▶ [Collected data]
====

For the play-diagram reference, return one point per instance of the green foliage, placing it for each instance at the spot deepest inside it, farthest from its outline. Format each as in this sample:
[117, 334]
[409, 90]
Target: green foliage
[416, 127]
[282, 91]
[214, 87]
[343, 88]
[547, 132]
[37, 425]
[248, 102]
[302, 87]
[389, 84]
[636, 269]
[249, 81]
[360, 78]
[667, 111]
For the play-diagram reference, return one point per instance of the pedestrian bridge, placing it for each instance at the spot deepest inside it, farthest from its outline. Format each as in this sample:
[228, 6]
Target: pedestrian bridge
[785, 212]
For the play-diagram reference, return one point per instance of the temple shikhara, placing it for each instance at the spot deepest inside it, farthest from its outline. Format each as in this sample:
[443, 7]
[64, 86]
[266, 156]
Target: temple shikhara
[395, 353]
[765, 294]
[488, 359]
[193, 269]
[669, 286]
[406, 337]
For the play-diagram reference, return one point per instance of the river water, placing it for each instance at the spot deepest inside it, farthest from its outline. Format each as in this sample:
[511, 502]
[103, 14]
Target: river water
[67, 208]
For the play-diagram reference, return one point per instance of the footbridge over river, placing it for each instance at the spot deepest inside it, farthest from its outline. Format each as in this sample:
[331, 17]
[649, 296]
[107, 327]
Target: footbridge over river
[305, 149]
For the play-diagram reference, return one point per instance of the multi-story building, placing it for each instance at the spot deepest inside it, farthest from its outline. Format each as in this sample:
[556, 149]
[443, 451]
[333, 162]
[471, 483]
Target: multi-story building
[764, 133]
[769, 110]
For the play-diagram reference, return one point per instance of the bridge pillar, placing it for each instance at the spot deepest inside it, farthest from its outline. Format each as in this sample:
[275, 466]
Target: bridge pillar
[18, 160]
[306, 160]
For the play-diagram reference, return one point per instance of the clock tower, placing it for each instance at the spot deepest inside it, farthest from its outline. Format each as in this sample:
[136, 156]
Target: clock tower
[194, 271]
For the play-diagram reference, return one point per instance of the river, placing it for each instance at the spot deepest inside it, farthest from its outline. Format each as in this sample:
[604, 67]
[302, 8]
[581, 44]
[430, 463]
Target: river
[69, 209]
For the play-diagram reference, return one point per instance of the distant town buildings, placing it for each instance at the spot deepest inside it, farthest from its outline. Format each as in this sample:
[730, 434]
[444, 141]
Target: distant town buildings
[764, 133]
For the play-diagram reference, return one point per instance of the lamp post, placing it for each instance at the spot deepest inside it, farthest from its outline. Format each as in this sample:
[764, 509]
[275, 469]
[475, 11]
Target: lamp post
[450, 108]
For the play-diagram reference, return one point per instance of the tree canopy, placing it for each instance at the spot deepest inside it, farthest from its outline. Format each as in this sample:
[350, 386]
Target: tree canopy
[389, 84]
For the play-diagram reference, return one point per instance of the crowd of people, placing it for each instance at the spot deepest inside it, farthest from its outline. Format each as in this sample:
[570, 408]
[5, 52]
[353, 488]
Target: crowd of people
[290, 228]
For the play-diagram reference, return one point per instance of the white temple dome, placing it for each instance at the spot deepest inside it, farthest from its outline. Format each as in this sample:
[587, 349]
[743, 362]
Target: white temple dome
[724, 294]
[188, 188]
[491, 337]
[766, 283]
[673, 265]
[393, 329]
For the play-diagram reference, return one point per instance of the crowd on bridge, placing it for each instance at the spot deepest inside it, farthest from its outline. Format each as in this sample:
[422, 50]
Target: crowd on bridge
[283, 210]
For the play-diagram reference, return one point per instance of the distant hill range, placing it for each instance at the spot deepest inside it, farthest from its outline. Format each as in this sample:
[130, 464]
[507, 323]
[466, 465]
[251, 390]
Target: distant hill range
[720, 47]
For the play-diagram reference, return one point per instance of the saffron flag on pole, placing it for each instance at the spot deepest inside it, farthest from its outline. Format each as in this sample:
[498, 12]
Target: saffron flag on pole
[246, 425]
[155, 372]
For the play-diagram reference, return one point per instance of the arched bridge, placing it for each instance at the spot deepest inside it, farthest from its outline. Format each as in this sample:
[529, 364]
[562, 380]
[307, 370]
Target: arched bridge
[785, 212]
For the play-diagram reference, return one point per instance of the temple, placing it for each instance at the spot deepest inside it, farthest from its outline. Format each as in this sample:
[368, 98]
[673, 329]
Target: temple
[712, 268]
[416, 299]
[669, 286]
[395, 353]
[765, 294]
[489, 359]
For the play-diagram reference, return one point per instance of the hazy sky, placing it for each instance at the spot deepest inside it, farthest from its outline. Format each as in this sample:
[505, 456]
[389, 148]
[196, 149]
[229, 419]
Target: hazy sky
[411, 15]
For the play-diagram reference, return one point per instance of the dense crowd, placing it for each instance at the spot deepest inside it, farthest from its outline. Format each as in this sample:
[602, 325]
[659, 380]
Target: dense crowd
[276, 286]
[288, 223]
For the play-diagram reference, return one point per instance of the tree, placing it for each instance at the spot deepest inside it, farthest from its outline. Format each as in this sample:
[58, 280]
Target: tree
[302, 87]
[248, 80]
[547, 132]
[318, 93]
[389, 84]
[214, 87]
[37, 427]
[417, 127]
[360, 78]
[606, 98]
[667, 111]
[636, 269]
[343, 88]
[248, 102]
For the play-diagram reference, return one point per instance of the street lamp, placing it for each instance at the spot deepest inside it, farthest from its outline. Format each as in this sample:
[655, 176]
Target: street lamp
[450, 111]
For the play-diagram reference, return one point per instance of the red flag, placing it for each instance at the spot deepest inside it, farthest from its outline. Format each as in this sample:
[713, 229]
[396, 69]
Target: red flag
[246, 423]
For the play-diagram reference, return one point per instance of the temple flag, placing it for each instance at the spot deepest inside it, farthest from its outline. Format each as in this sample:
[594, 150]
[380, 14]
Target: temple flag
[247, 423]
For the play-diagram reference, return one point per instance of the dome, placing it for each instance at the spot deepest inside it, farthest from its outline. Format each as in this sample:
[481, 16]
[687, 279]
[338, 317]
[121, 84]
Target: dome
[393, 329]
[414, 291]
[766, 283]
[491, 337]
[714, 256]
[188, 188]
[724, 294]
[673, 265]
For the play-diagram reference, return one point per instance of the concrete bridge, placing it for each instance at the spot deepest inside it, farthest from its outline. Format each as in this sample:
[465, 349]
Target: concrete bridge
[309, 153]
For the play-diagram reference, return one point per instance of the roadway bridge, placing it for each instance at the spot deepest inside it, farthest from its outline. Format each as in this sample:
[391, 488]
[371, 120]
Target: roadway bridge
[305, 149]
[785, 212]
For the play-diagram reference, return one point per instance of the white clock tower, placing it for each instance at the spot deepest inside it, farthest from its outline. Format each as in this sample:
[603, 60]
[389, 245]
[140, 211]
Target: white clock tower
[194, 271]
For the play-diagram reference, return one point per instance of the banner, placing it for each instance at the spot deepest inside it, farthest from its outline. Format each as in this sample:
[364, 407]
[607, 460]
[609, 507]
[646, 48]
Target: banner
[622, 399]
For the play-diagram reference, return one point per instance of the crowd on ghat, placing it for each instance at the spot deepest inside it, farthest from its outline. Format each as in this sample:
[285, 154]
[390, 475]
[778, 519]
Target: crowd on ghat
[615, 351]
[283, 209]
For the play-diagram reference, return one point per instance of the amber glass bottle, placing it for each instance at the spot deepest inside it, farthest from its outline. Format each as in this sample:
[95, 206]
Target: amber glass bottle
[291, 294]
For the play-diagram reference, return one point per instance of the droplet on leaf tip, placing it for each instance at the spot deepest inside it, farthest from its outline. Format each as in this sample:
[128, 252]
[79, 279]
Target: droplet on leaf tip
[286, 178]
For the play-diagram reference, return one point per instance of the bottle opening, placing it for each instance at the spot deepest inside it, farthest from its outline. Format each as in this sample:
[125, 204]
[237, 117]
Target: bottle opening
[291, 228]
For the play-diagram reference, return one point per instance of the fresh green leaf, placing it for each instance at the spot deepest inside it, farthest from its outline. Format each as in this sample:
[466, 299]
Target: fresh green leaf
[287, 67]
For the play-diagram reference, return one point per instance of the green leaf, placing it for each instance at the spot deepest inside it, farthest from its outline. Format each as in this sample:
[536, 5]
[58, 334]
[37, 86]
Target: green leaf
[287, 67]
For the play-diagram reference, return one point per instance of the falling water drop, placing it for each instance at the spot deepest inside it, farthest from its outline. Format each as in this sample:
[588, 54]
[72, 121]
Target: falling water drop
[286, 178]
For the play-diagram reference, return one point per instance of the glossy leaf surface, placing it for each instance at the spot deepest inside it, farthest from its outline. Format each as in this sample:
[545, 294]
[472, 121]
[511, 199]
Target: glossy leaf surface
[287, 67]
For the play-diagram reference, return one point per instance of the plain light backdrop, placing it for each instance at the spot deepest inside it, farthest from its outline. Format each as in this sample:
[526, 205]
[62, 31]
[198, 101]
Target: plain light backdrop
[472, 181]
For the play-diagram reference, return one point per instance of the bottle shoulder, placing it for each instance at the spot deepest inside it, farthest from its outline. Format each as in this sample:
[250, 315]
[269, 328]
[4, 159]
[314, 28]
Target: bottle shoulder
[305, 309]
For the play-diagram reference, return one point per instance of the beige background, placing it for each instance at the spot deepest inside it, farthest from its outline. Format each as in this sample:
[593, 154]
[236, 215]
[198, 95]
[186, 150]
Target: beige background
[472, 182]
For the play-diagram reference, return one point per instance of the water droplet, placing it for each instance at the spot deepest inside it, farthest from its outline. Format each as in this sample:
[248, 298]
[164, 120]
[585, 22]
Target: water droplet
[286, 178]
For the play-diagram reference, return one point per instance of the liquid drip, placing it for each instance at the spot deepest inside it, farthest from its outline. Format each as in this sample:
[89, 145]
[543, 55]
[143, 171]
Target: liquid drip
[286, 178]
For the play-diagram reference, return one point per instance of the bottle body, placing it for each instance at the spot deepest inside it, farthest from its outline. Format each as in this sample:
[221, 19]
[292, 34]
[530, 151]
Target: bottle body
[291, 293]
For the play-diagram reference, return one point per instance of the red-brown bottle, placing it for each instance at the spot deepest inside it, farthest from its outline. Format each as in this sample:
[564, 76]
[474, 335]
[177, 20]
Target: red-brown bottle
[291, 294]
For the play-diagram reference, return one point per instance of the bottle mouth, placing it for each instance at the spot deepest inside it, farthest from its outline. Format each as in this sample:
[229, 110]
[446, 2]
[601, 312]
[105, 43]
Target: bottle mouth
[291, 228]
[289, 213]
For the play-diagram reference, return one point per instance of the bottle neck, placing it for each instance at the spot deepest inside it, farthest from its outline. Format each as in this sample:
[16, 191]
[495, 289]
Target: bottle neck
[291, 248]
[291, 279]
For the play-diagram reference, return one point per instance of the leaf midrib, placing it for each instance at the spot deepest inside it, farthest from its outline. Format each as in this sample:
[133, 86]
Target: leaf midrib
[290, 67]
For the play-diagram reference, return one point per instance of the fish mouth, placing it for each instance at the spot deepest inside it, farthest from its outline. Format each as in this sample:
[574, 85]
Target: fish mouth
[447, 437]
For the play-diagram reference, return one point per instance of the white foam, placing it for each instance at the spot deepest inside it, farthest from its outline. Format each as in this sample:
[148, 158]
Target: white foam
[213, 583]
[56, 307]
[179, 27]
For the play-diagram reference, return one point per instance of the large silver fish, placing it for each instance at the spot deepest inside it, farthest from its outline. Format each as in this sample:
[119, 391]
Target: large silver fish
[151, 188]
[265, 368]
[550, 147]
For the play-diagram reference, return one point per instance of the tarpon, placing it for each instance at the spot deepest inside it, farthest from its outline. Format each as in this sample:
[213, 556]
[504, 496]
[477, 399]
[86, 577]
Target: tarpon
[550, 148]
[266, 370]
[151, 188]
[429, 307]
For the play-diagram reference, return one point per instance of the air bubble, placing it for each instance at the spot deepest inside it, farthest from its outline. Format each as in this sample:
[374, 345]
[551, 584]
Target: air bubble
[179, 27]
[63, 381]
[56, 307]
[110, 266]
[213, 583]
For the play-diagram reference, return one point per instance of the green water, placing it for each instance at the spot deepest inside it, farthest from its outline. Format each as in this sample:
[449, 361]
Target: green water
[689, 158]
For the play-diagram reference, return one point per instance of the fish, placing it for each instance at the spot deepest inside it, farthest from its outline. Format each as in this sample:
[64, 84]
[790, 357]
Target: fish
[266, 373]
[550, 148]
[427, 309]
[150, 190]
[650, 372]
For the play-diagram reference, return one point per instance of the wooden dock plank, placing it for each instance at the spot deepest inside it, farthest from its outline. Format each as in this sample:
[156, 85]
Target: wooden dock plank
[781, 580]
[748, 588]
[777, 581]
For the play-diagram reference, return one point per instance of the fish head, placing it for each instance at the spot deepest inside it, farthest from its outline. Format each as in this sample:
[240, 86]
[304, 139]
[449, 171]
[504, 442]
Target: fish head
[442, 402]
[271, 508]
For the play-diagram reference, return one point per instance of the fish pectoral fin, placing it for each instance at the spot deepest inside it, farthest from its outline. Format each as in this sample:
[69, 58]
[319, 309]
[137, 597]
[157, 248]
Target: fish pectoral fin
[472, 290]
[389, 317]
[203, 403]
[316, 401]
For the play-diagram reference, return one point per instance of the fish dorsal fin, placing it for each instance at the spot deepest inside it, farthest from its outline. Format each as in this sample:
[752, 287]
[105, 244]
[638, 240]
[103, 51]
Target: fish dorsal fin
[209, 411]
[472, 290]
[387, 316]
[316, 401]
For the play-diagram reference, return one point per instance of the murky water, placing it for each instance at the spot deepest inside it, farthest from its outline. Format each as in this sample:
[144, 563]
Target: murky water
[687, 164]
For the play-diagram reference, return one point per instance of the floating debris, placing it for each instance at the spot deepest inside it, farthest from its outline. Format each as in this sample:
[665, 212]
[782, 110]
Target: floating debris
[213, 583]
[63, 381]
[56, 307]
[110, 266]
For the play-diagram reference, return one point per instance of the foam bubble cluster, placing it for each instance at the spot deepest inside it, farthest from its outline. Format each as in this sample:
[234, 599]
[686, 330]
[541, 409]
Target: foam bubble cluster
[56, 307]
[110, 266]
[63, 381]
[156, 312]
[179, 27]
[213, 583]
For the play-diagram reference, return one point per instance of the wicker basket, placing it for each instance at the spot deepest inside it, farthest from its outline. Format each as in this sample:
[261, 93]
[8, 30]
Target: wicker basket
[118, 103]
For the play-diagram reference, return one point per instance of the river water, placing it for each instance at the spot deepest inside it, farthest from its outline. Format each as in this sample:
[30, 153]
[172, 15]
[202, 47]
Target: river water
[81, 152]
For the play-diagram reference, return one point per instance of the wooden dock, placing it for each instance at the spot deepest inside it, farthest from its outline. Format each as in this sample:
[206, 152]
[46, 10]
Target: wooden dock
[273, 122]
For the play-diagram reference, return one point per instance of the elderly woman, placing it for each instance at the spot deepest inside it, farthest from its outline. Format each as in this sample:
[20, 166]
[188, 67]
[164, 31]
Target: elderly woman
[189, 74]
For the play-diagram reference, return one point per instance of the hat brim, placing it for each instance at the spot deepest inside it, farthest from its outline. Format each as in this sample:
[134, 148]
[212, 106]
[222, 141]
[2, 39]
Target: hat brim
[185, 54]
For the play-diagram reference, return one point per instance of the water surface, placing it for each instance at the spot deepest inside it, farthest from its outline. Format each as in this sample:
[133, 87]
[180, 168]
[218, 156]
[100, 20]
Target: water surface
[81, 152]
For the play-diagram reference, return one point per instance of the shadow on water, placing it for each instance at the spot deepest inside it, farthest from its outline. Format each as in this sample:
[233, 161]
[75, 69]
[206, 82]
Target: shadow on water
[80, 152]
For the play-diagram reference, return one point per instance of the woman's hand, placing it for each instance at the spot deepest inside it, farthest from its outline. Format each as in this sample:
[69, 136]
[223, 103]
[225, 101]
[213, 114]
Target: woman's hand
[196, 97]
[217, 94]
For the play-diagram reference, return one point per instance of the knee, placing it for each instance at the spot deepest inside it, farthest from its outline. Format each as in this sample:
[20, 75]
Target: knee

====

▶ [Goal of the exercise]
Quote the line that contains "wooden dock, placing" and each line after it through the end of the data, exactly, leaving out everything else.

▶ [Result of the exercise]
For the play-diagram reference, return one point per instance of the wooden dock, placing it for each instance at the spot deepest inside it, farthest from its outline. Format each as in this sample:
[206, 152]
[46, 10]
Target: wooden dock
[273, 122]
For the play-diagram reference, return one point per instance of the elderly woman, placing it for each instance at the spot deepest inside it, farthest from its outline. Format each as in this sample:
[20, 166]
[188, 67]
[164, 31]
Target: elderly woman
[189, 74]
For the play-diagram reference, return one point per instance of the hat brim, placing it for each instance at the spot deepest inside it, farthest from its outline. Format each as in this sample:
[134, 148]
[212, 106]
[222, 141]
[2, 39]
Target: hat brim
[185, 54]
For the play-diagram reference, return one point per instance of the water surface, placing it for each instance at the spot deepest inside it, farthest from its outline. Format each as in this sample:
[133, 87]
[180, 168]
[218, 156]
[100, 20]
Target: water surface
[81, 152]
For the play-diagram reference, return one point per instance of the shadow on water, placing it for each instance at the spot deepest inside it, farthest from its outline. Format each as in this sample:
[233, 161]
[75, 69]
[206, 82]
Target: shadow on water
[80, 152]
For the play-diagram reference, return one point per instance of the woman's hand, placing it for each instance at the spot deepest inside it, farthest from its outline. Format each as in this sample:
[69, 136]
[223, 103]
[225, 101]
[213, 114]
Target: woman's hand
[196, 97]
[217, 94]
For the play-diagram reference, return one point per instance of the knee, placing it for each instance at the spot deepest inside it, farthest from its outline. Format each as in this sample:
[20, 75]
Target: knee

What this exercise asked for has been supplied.